### [Task goal]
All of the records should be given again exactly as they appear.

==== Records provided

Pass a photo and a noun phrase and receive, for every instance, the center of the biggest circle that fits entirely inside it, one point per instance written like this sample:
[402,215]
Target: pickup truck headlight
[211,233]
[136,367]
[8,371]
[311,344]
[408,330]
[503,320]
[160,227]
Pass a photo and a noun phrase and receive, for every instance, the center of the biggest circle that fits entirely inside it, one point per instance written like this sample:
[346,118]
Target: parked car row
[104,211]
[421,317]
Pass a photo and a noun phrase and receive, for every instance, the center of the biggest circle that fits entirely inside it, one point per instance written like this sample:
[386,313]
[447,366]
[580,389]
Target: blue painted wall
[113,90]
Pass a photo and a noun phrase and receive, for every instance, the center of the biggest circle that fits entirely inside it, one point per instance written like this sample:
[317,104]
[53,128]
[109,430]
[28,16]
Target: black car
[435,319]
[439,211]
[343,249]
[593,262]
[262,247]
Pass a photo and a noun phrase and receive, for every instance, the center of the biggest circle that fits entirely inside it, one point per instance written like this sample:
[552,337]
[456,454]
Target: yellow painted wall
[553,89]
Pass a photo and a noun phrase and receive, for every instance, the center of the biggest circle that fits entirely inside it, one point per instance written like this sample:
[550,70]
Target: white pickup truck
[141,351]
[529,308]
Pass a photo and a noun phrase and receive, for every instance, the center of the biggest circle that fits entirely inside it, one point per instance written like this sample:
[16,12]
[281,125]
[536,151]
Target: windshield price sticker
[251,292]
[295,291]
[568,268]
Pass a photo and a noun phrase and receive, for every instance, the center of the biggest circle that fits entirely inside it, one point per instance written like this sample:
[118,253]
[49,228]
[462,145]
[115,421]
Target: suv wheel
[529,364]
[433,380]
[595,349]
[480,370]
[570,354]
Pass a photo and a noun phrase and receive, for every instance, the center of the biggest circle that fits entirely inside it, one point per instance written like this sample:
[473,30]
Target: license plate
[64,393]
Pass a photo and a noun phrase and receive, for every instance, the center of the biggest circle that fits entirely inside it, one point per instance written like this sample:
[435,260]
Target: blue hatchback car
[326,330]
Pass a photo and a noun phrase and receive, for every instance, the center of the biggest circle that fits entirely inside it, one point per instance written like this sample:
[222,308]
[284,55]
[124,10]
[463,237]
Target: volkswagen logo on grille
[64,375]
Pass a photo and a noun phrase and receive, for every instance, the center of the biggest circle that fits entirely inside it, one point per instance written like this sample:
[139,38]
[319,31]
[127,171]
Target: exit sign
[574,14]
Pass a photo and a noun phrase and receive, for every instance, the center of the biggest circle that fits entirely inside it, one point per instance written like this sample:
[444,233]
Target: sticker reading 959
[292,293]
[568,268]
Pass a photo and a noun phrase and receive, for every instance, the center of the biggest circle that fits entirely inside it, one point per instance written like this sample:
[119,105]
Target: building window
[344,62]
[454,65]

========

### [Task response]
Pass a photo and a noun phrase and receive, for every instance, the center of the biggest circle that fits entirely inside it, one point per instance written like this sample:
[402,215]
Target: pickup truck headlight
[211,233]
[136,367]
[8,371]
[311,344]
[408,330]
[503,320]
[160,227]
Pass a photo and a noun phrase and receive, for every instance, the center of the biggest circle that fits entirely inside it, one point per instance written like this sample:
[346,118]
Target: parked car row
[104,211]
[421,317]
Pass a photo and a noun phrase and receive, for every instance, the center of the biggest circle that fits entirely inside it, one point per instance written like this sample:
[386,313]
[447,366]
[580,389]
Target: blue painted wall
[113,90]
Pass a photo and a noun phrase and receive, for every instance, the center of the biggest circle that fits entirely inside it, one point per instance written like this sample:
[317,104]
[53,128]
[109,430]
[28,16]
Target: black car
[435,319]
[439,211]
[343,249]
[593,262]
[262,247]
Pass a photo and a noun phrase and receive, for every instance, the center of the biggest circle that fits entirely inside it, one point per instance written like this sample:
[552,337]
[456,454]
Target: yellow painted wall
[553,89]
Pass a photo and a noun phrase and receive, for every instance, the center of the biggest circle that fits entirely inside it, one point per instance written like this sample:
[550,70]
Target: white pickup truck
[141,351]
[529,308]
Pass a photo and a noun phrase and receive, for every instance, the center of the biggest circle that fits entirely inside it, one point per instance written like this sample:
[16,12]
[281,125]
[536,151]
Target: windshield price sticker
[251,292]
[295,291]
[568,268]
Pass a photo and a noun phrase and receive, for every instance, the center of the biggest circle that fits entirely inside it, one point per instance written like this sample:
[118,253]
[49,228]
[462,145]
[115,421]
Target: suv wheel
[529,364]
[433,380]
[595,349]
[480,370]
[570,354]
Pass a photo and a noun phrase and receive, for every instance, the center of the biggest circle that fits entirely inside it, one point per instance written like this sample:
[473,30]
Target: license plate
[64,393]
Pass a photo and a noun phrase and receive, for every instance, the center of the biggest circle that fits entirely inside it, one point per instance written like this sample:
[435,260]
Target: blue hatchback car
[326,330]
Pass a photo and a noun phrase and receive, for every instance, the center of the biggest circle that fits entirely inside it, one point per instance written like this sample:
[222,308]
[284,55]
[124,10]
[463,237]
Target: volkswagen logo on grille
[64,375]
Pass a photo and a noun phrase and receive, for every instance, the center of the biggest circle that fits entirely inside it, one point per instance written like this sample:
[139,38]
[319,31]
[127,171]
Target: exit sign
[574,14]
Pass a photo and a noun phrase and receive, for every instance, the center of the biggest circle that fits entirely inside it, one point per instance written like this sample:
[444,233]
Target: sticker reading 959
[292,293]
[568,268]
Pass a photo and a noun phrase and receive, for every instance, the center of the biggest circle that fits entirely inside it, one point per instance written like this sample:
[119,105]
Target: building window
[344,62]
[454,65]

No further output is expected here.